What is needed is the run of lines from the one with "Target: man in light blue dress shirt" through the close of the data, set down exactly.

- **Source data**
☆ ☆ ☆ ☆ ☆
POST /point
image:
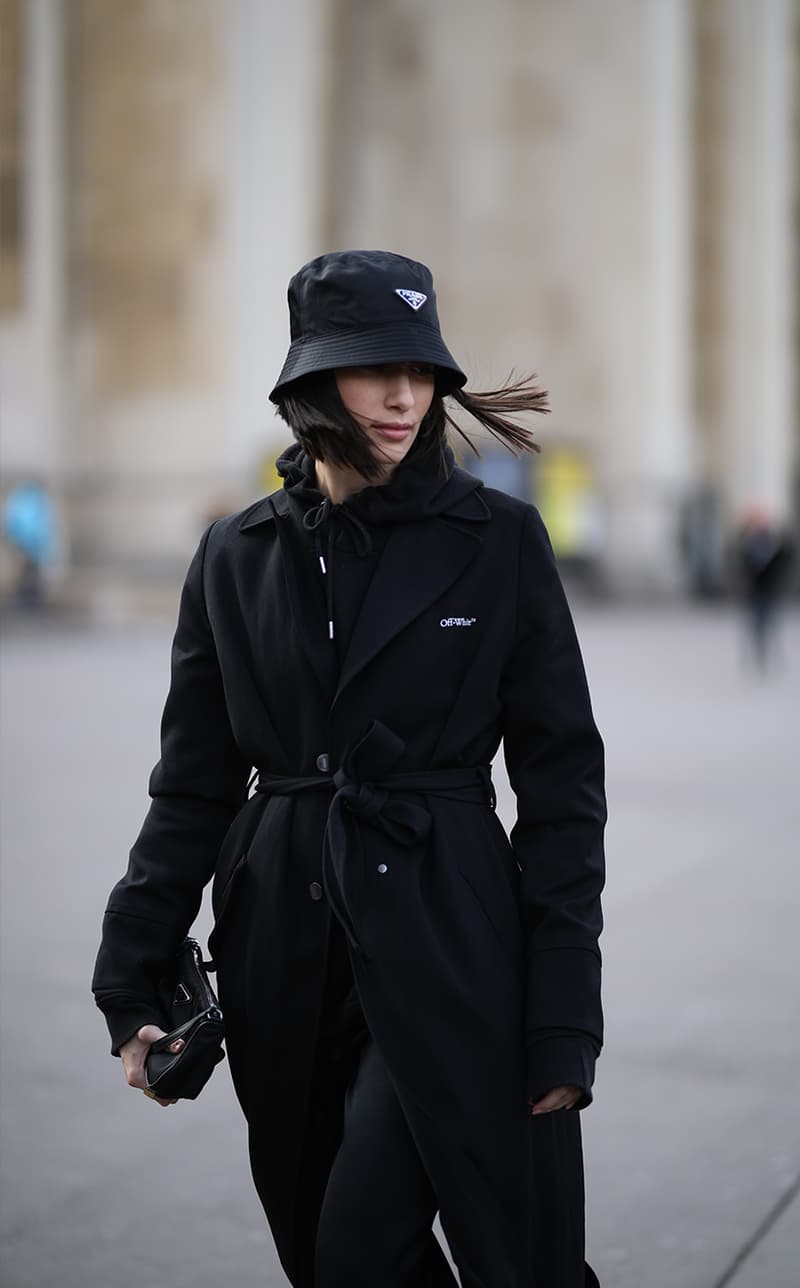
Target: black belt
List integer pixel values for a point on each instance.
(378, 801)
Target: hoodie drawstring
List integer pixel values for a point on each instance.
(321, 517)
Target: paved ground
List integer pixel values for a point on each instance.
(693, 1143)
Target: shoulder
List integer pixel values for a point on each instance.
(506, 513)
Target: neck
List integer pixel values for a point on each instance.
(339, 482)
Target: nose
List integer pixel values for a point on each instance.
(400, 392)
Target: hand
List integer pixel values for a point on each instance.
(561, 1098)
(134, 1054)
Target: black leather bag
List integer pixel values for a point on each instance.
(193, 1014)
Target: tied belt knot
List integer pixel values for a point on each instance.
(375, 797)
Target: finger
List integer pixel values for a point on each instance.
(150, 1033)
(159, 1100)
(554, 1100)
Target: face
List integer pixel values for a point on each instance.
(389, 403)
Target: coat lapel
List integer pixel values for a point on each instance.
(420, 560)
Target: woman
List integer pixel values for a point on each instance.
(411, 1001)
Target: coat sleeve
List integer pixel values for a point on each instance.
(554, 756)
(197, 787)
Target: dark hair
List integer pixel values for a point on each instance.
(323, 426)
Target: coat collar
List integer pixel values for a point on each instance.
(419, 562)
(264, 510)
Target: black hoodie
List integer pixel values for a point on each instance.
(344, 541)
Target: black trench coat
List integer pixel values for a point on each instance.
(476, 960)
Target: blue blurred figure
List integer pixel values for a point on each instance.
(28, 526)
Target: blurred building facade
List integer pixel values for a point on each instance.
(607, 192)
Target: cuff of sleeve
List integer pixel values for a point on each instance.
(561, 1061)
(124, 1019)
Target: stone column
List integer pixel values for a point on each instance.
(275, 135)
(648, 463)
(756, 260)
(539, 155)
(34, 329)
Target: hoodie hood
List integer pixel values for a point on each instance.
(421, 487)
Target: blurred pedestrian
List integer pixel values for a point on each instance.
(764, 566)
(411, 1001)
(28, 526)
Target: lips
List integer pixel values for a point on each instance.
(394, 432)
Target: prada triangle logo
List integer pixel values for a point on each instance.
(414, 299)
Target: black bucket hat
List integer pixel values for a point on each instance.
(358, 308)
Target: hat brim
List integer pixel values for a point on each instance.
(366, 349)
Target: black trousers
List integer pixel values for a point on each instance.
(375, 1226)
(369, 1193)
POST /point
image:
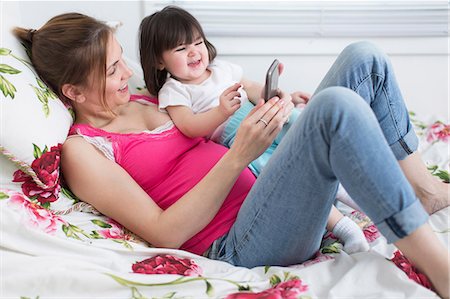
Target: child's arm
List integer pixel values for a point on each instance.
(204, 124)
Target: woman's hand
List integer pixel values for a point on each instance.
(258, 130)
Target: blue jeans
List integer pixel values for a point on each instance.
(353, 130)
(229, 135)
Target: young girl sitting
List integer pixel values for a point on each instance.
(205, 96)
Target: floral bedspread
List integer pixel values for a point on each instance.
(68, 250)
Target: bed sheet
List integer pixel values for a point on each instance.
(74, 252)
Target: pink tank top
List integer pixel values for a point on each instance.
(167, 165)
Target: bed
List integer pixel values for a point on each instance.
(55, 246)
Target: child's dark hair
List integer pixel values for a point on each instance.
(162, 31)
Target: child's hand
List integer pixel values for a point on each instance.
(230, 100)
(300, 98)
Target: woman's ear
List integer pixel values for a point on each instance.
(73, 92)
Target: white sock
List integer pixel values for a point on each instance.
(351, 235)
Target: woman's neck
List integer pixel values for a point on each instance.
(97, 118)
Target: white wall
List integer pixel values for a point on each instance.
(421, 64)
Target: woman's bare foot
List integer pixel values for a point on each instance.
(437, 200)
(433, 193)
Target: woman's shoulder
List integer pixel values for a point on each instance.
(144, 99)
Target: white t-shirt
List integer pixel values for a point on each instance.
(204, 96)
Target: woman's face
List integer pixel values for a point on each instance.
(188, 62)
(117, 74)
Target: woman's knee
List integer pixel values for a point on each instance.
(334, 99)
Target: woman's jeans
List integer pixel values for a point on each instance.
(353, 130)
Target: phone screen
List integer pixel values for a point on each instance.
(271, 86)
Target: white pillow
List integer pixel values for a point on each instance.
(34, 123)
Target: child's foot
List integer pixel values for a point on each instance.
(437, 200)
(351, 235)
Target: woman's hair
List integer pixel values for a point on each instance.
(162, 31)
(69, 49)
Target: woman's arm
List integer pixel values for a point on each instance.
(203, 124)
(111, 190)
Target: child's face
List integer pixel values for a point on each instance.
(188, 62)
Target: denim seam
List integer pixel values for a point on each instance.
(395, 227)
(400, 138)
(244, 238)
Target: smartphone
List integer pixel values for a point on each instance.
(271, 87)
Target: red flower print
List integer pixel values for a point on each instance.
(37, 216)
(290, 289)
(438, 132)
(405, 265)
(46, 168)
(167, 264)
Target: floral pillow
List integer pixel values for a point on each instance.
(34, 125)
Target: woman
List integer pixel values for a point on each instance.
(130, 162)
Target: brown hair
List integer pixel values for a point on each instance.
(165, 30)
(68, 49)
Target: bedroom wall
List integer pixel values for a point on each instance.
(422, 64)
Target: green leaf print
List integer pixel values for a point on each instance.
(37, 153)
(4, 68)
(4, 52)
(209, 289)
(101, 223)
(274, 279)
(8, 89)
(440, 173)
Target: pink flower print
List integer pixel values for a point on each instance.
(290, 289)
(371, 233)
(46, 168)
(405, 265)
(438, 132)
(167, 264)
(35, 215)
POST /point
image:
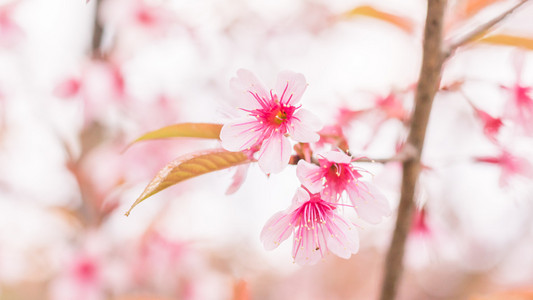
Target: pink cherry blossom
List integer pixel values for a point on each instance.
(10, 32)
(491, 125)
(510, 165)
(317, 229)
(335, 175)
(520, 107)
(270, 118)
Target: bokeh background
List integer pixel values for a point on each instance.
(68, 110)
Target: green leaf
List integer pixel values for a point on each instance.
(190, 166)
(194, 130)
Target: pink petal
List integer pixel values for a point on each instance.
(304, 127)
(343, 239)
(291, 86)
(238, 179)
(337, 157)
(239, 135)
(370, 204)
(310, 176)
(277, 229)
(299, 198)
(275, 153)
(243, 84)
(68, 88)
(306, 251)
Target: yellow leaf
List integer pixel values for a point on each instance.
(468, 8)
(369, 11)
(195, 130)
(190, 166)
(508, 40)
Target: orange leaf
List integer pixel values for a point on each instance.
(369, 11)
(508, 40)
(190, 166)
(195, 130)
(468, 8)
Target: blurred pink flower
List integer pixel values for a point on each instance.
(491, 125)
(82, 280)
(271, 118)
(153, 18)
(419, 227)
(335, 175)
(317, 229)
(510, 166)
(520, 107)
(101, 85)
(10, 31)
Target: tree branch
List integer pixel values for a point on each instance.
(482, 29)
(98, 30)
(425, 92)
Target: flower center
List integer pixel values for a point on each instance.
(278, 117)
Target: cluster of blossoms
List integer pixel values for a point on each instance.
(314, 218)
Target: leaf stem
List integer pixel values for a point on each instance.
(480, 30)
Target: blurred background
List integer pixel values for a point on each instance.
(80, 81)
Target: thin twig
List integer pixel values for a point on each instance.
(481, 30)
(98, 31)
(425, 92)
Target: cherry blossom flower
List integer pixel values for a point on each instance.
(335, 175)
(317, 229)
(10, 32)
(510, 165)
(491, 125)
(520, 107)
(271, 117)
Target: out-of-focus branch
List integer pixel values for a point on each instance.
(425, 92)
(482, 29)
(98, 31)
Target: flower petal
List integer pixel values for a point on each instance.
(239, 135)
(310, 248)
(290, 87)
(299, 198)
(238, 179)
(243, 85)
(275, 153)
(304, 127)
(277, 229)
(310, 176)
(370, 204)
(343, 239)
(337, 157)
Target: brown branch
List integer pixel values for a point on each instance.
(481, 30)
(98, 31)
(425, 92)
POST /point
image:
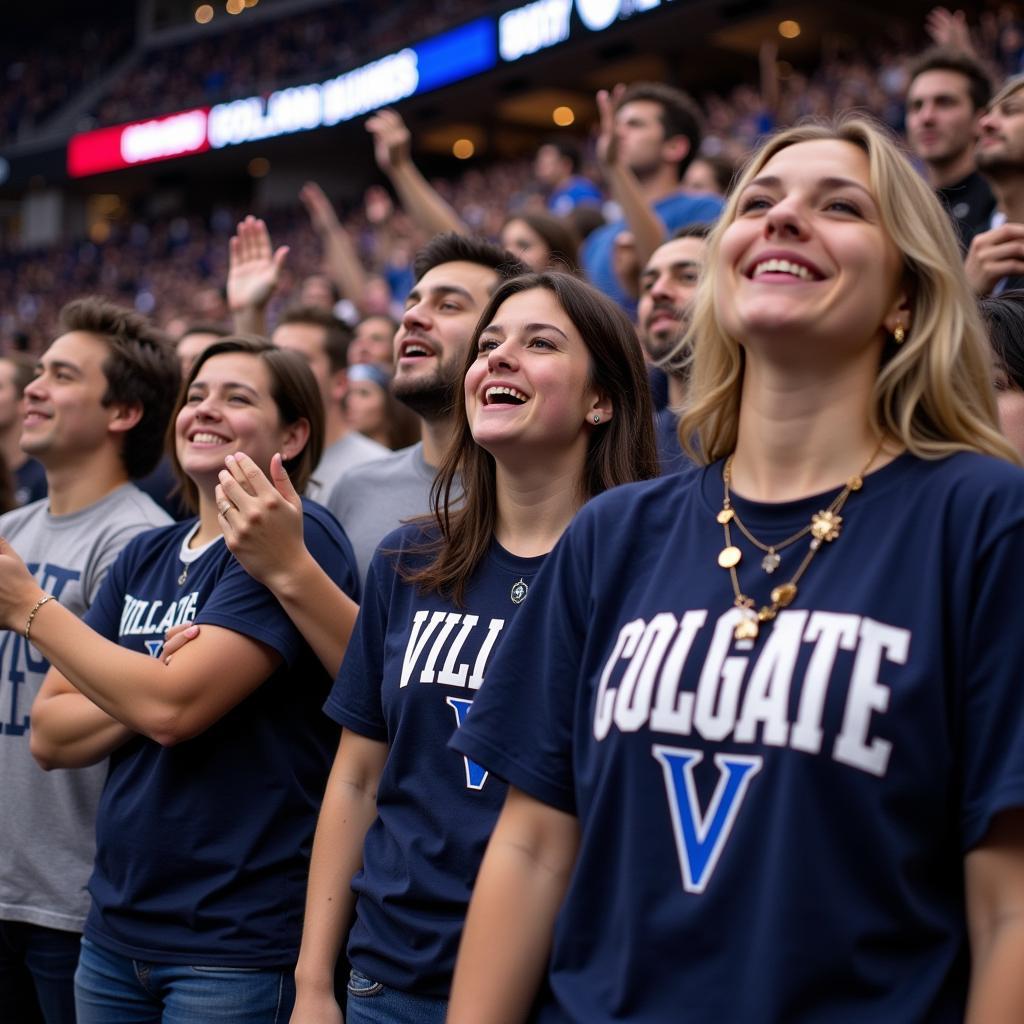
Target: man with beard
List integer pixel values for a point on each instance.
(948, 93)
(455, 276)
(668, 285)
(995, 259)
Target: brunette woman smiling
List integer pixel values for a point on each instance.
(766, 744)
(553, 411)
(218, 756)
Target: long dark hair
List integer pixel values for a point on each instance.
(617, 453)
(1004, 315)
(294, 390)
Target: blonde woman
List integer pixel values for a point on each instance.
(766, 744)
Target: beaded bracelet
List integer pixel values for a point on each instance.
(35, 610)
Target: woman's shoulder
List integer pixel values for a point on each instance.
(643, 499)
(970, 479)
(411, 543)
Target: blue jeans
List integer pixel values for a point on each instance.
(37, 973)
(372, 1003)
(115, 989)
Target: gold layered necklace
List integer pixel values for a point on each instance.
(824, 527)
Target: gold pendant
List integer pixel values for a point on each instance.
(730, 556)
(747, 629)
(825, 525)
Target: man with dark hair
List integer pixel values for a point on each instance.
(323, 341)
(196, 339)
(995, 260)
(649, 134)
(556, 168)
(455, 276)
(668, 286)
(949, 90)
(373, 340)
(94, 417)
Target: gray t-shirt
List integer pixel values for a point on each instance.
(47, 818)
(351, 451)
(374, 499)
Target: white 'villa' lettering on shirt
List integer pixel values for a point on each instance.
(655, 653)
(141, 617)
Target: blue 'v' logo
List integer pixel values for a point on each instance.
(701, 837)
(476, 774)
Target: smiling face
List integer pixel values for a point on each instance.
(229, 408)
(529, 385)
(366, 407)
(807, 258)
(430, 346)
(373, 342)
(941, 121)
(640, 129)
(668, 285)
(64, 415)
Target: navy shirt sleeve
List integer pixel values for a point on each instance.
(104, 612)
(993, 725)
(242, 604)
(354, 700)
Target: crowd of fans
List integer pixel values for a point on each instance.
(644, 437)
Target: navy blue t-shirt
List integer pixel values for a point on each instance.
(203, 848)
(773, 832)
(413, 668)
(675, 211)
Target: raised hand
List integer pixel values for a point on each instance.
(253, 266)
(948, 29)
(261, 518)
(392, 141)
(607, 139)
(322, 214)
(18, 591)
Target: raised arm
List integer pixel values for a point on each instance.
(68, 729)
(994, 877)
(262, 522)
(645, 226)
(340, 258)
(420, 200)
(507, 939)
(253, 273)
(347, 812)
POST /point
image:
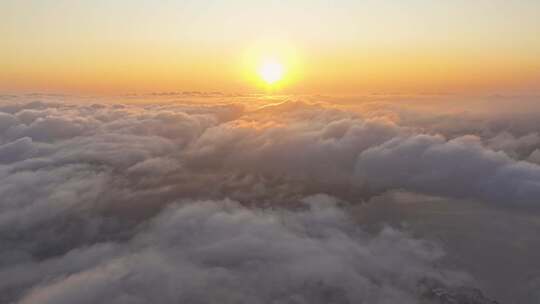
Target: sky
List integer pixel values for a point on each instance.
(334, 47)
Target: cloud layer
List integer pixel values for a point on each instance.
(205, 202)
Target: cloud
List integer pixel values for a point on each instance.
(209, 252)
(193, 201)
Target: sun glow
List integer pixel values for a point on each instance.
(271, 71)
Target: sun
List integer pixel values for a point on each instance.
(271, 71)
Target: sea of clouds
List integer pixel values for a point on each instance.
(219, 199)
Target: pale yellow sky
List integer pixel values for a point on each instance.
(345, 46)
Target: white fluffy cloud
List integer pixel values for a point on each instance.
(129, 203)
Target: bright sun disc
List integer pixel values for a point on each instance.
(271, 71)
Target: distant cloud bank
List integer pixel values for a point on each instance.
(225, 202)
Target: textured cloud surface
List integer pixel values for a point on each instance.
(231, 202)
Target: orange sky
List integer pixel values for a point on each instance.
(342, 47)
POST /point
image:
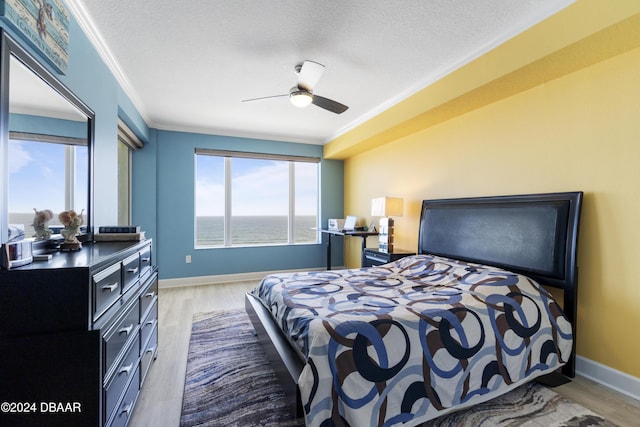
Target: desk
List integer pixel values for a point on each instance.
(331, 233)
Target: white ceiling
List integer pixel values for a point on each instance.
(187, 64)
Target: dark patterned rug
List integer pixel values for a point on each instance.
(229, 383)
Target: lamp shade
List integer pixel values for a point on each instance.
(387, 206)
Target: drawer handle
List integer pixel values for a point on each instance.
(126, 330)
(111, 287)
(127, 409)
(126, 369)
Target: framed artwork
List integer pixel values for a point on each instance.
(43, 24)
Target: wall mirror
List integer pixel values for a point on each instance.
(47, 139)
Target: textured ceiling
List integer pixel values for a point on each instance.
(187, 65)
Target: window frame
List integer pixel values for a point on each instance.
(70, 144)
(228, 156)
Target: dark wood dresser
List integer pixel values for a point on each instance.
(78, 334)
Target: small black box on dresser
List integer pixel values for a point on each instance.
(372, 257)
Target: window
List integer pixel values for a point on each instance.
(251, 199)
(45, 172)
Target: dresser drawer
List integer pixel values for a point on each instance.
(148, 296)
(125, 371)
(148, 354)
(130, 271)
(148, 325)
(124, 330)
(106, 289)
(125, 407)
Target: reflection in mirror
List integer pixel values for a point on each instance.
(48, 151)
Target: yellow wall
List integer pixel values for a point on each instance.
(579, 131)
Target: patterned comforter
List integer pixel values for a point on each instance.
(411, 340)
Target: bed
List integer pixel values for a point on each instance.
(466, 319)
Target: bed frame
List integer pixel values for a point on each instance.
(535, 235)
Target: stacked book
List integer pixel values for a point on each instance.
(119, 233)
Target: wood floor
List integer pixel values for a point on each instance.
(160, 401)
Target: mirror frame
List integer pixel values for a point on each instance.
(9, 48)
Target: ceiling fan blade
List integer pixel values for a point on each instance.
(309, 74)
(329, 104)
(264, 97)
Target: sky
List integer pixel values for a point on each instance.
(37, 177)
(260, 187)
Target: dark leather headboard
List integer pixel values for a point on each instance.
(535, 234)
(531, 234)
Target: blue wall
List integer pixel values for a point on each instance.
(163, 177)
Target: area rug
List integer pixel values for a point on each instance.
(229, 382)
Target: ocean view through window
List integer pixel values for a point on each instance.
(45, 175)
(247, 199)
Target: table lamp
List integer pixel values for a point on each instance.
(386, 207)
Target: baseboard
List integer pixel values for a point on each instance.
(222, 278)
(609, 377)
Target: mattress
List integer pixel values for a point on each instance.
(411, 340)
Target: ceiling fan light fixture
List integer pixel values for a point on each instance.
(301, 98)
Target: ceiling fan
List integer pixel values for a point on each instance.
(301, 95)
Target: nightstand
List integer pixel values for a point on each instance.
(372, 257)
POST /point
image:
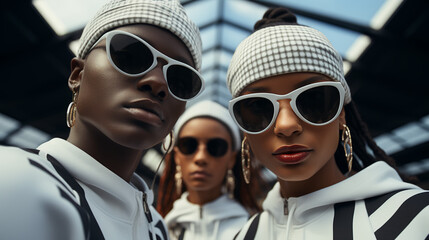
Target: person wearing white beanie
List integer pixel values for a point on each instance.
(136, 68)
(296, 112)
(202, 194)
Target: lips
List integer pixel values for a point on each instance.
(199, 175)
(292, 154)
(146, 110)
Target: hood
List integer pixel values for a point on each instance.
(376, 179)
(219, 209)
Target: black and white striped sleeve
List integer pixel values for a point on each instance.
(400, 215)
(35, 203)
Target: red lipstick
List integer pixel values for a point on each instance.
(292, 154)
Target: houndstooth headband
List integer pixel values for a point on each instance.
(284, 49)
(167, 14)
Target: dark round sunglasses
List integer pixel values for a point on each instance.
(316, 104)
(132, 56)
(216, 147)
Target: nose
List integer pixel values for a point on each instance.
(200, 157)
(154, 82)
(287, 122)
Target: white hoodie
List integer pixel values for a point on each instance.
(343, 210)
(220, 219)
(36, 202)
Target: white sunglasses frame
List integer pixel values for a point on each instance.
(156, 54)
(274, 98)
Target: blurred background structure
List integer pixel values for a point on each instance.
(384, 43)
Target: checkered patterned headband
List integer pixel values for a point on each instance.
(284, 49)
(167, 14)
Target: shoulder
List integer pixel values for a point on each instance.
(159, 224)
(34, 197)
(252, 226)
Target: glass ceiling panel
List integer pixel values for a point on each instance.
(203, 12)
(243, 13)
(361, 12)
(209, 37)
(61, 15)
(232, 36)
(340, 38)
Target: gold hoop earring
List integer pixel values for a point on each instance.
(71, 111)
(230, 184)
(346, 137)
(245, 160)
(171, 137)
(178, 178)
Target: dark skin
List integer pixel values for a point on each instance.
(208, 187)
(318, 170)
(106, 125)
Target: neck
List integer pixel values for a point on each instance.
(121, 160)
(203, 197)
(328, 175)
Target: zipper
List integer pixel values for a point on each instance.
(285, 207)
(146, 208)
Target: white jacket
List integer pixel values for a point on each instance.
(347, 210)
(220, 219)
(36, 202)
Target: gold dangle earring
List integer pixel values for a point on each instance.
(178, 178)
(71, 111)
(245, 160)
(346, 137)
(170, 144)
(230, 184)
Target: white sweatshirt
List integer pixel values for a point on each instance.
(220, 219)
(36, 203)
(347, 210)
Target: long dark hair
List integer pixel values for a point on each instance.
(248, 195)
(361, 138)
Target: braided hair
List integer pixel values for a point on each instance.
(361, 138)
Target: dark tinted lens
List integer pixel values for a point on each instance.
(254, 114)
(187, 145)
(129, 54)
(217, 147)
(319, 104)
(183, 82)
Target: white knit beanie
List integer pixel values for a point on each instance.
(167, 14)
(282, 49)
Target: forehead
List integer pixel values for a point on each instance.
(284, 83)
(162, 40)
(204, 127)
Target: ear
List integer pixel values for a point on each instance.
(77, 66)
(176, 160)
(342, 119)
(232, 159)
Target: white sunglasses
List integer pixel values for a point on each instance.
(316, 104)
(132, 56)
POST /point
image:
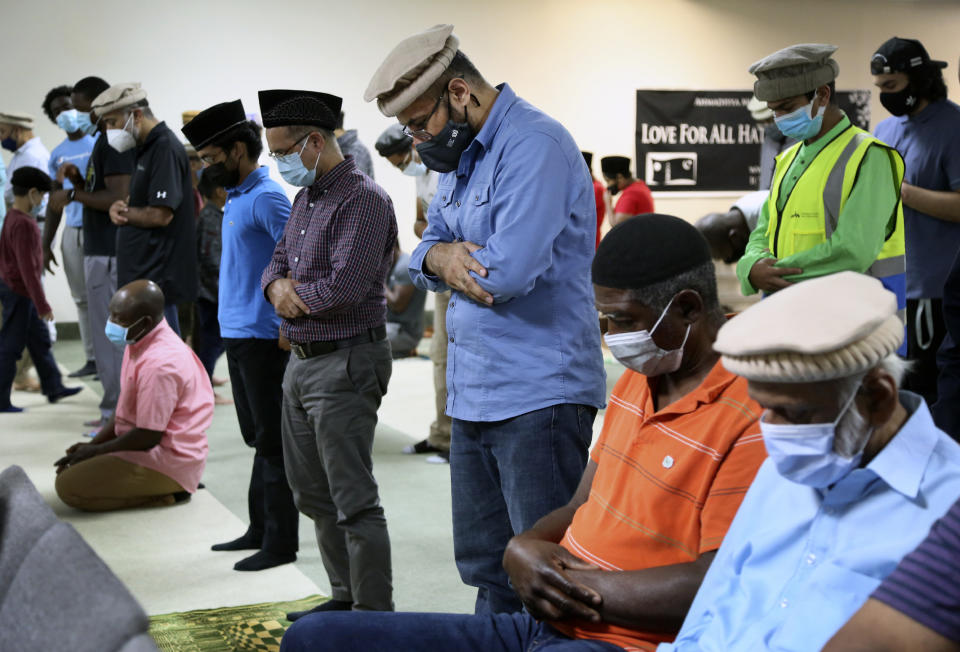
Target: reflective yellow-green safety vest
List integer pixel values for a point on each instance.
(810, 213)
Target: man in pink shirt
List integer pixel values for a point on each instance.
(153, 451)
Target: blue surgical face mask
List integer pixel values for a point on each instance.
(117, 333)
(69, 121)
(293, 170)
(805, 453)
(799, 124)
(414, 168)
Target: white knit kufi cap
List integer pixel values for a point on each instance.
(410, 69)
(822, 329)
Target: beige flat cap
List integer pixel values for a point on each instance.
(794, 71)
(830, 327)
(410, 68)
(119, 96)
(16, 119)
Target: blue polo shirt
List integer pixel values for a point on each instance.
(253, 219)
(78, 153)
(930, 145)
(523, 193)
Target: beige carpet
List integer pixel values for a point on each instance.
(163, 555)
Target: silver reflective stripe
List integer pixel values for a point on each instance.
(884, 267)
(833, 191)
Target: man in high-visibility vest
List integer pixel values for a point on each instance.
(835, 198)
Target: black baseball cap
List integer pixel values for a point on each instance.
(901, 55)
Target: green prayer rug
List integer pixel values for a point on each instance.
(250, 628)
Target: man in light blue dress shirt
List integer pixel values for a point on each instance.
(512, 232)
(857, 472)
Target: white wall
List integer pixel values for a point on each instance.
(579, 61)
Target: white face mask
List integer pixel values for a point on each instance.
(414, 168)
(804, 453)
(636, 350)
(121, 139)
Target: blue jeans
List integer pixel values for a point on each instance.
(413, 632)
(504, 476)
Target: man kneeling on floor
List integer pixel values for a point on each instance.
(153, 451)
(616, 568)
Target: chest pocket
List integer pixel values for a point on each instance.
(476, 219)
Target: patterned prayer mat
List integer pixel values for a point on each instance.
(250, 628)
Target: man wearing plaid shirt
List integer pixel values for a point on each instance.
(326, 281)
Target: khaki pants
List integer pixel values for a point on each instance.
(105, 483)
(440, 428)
☆ ☆ ☆ ☆ ☆
- **WRITTEN RESPONSE**
Target: man in light blue dress shirt
List integer pixel values for a point on each instance.
(512, 232)
(857, 472)
Target: white wall
List integer pixel values for a point on each instance.
(579, 61)
Target: white face mask
List integer pixel values for a point on each instance.
(414, 168)
(804, 453)
(636, 350)
(121, 139)
Target: blue jeans
List integer pixel values for a point on each instance.
(413, 632)
(504, 476)
Target: man kneeling on floor
List integer pixel values for a point on each instance.
(153, 451)
(616, 568)
Target: chest pocket
List integer pixel values for a point on each instance.
(476, 219)
Target: patterned prayer mat
List integer pixel values for a point on each instance.
(250, 628)
Target: man wearing plaid shirt
List integer pixel values for a point on each instance.
(326, 281)
Target: khaki pants
List integer pixel values for a point on each instance.
(105, 483)
(440, 428)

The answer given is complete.